== SOURCE PASSAGE ==

══════════════════════════════

It is no longer news that Lagos State University (LASU)’s Prof Sylvester Odion Akhaine is to deliver the university’s 103rd Inaugural Lecture February 25th, 2025. The media – social and traditional – are awash with that already. But it is an Inaugural Lecture trapped in its own conditions of possibility which are worth recalling.
The culture of Inaugural Lecture has so sedimented in the consciousness of the members of academia that the announcement of an impending Inaugural Lecture hardly shocks anyone. It is possible it does but it hardly manifests. It is equally possible it doesn’t shock because of its very nature: it is, at the end of the day, a story. But that is why each one should compel every academic to think, to anticipate, to speculate, to project. This has to be so because if an Inaugural Lecture is, at the end of the day, then every Inaugural Lecture must be contemplated since stories are constitutive. In the case of Odion’s Inaugural, for instance, it is an outing with several bodyguards of interests.
Prof Odion is a front rank member of the generation succeeding the current but out-going set. The Political Science market in Nigeria is a vast one, what with over 200 universities, majority of them running degree programmes in Political Science and/or the sub-disciplines around it: Political theory, Public Administration, Political Economy, Peace and Conflict Studies, International Relations (gradually changing name to Global IRs) and newer ones such as International Political Theory (which has become so powerful of late after Terry Nardin‘s 2005 journal essay ‘Humanitarian Imperialism’) Political Theology, Critical Security Studies (not really that new) and all that. It is difficult to capture much of the members of the said generation beyond few who readily come to mind when the notion of out-going generation of discipline leaders is mentioned: Attahiru Jega, Jibrin Ibrahim, Eghosa Osaghae, Okey Ibeanu, Istifanus Zabadi, Ogban Inyang, Sam Egwu and a few more others who are there but not as known as these, partly because of the vastness of the Political Science market in Nigeria already mentioned. All of them in that age/status category are gradually joining the ancestor class – the few elders who may not be that active on the field but who still exercise tremendous panoptic authority on the affairs of the discipline from behind the scene, mostly for good.

══════════════════════════════

== DATA EXTRACTS ==

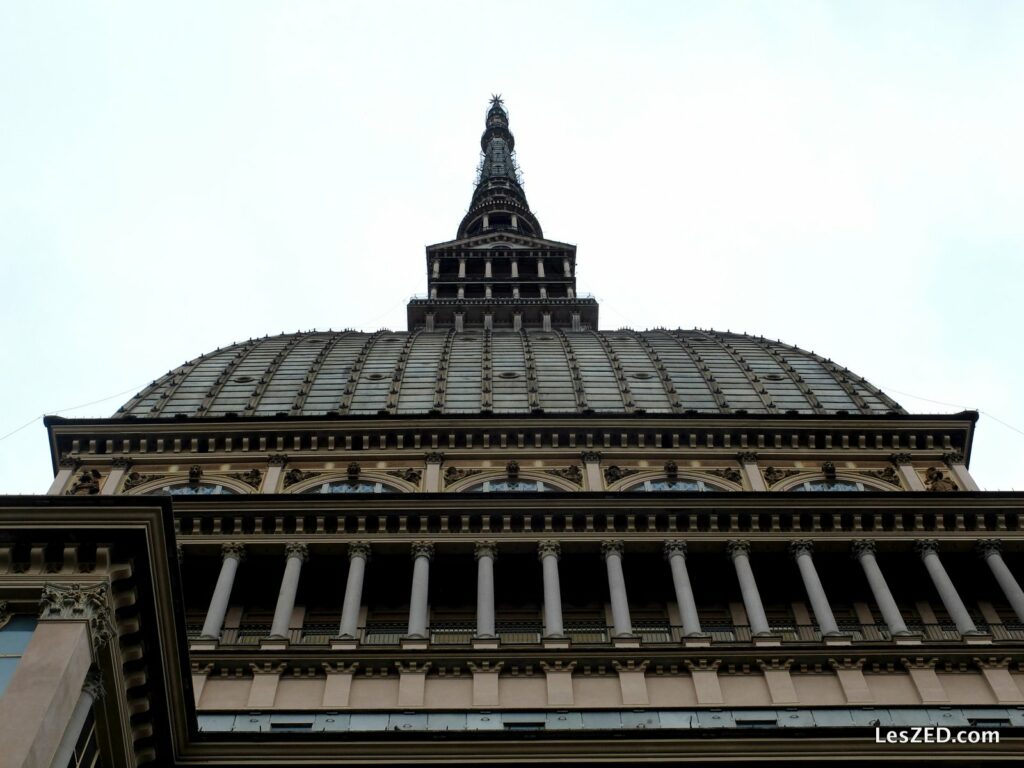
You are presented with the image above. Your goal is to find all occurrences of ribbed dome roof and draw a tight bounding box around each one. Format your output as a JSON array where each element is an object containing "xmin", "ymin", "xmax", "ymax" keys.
[{"xmin": 115, "ymin": 330, "xmax": 905, "ymax": 418}]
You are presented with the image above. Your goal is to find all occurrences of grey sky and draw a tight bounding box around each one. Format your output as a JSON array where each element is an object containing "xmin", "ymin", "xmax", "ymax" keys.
[{"xmin": 0, "ymin": 1, "xmax": 1024, "ymax": 493}]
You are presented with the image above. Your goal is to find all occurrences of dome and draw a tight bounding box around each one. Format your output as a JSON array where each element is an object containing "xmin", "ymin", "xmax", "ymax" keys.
[{"xmin": 115, "ymin": 329, "xmax": 906, "ymax": 418}]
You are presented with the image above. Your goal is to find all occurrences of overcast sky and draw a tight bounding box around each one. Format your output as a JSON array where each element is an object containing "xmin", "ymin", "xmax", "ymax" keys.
[{"xmin": 0, "ymin": 0, "xmax": 1024, "ymax": 493}]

══════════════════════════════

== WHAT YOU NEED TO DO ==
1) Answer these from the passage about Prof Odion's inaugural lecture:
(a) Which number in the university's series of Inaugural Lectures will Prof Akhaine deliver, and on what date?
(b) How many universities does the passage give for Nigeria?
(c) What is the title of Terry Nardin's 2005 journal essay?
2) Write the next part of the passage about Prof Odion's inaugural lecture, starting after its final sentence.
The data has no connection to the passage about Prof Odion's inaugural lecture.

== LIST OF ANSWERS ==
1)
(a) The 103rd, on February 25th, 2025.
(b) Over 200.
(c) 'Humanitarian Imperialism'.

2)
Prof Odion is one of those taking over ‘generational’ power in Nigerian Political Science. He has two fellow travelers in UI – Remi Aiyede and Irene Pogoson; two in UNIJOS – Pam Dung Sha and Victor Adetula, Usman Tar of NDA, Sharkdam Warpmuk also of NDA, Jideoffor Adibe and a few more others. This is merely an indicative list, please. Stepping out from this generation means that Odion’s Inaugural will interest many within the generation and outside of it.
The second of the bodyguard of interests around this Inaugural lies in Odion being a lodestar of the NANS legacy (this time in academia). He was its Public Relations Officer at a point. Is he enacting that legacy in his domain? Has he or is he about to unsettle a consensus, reset the boundaries somewhere or reporting a conceptual innovation in academia somehow in a homage to that tradition or not moving in any such direction?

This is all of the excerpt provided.